__Stated goal__.
Copy the data from the line containing "TARGET = unopened flower bud" through the final line, both included. Raise every coordinate by 135 and leave all other text unchanged.
BEGIN Dataset
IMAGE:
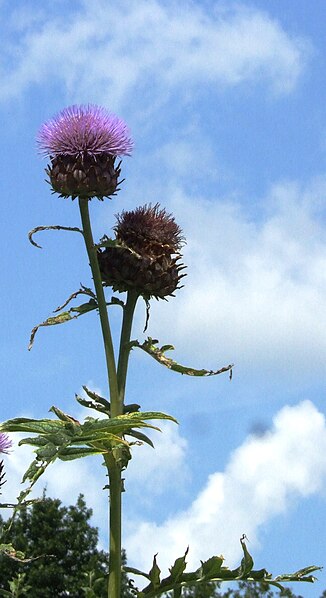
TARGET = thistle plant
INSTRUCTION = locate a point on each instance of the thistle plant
(142, 260)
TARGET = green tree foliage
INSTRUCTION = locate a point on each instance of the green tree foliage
(67, 546)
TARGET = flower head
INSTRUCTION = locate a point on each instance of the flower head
(82, 143)
(146, 258)
(80, 130)
(5, 443)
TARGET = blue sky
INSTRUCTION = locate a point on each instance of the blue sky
(226, 106)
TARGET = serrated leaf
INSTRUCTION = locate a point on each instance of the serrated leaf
(37, 229)
(64, 416)
(140, 436)
(72, 453)
(154, 574)
(25, 424)
(301, 575)
(212, 570)
(64, 316)
(247, 562)
(211, 567)
(158, 353)
(178, 567)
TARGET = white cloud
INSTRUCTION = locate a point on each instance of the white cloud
(150, 468)
(255, 290)
(110, 51)
(262, 479)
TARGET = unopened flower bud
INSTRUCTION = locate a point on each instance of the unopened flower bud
(148, 258)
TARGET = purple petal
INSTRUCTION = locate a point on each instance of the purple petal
(88, 129)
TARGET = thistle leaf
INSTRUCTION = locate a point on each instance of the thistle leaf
(37, 229)
(158, 353)
(64, 316)
(212, 570)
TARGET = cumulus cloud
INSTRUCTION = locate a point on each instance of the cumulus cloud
(152, 47)
(256, 285)
(150, 468)
(263, 478)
END Dataset
__Complete output__.
TARGET = unopened flower bud
INSTRUCTION = locate a point on each instance of the unopened flower bud
(283, 393)
TARGET = purple petal
INSTRUCTION = locate a point on each instance of the purple petal
(223, 264)
TARGET = thistle leaf
INSTRUCTION = locate a point on each instance of the thistle leaf
(172, 364)
(293, 488)
(199, 451)
(347, 705)
TARGET = cumulus cloud
INSTRUCTION = locate a point on each instance of the cumulus cloud
(287, 182)
(391, 420)
(285, 603)
(398, 613)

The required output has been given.